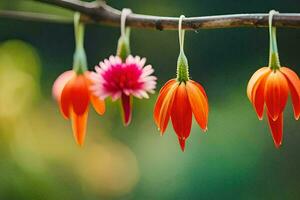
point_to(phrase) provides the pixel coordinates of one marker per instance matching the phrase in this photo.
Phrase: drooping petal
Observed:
(276, 93)
(60, 83)
(294, 86)
(98, 104)
(199, 104)
(276, 128)
(162, 94)
(253, 80)
(79, 123)
(258, 97)
(126, 102)
(166, 106)
(80, 94)
(65, 100)
(181, 114)
(200, 88)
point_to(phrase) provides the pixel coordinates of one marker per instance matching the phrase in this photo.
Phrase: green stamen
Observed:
(274, 62)
(182, 62)
(79, 60)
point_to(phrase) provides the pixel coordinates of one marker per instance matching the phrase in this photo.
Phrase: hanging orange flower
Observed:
(72, 89)
(270, 86)
(179, 99)
(72, 92)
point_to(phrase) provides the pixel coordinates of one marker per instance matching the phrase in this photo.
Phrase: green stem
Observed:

Action item
Only the text of the records belongs in your answer, repeated exactly; the pictures stay out.

Output
point_to(phrase) provides the pixel coordinates of one marker per instance matching the phrase in this photo.
Phrase: drooping petal
Observed:
(276, 93)
(60, 83)
(294, 86)
(98, 104)
(199, 104)
(276, 128)
(162, 94)
(253, 80)
(79, 123)
(258, 97)
(126, 102)
(166, 106)
(80, 94)
(65, 100)
(181, 114)
(200, 88)
point_to(phrase) provides the pixel coordinates of one marker per instance matching the phrase in this photo.
Phrase: green stamen
Observed:
(274, 62)
(182, 62)
(79, 60)
point_to(phrase) provides the pixel coordinates of one marker per instance matching the phrase in this photo.
Phrase: hanging orange flower
Observed:
(72, 89)
(270, 86)
(179, 99)
(72, 92)
point_to(phrase) provides the pixel coordinates of one marker per instance matching the phrase in this photo.
Phrase: green stem
Observed:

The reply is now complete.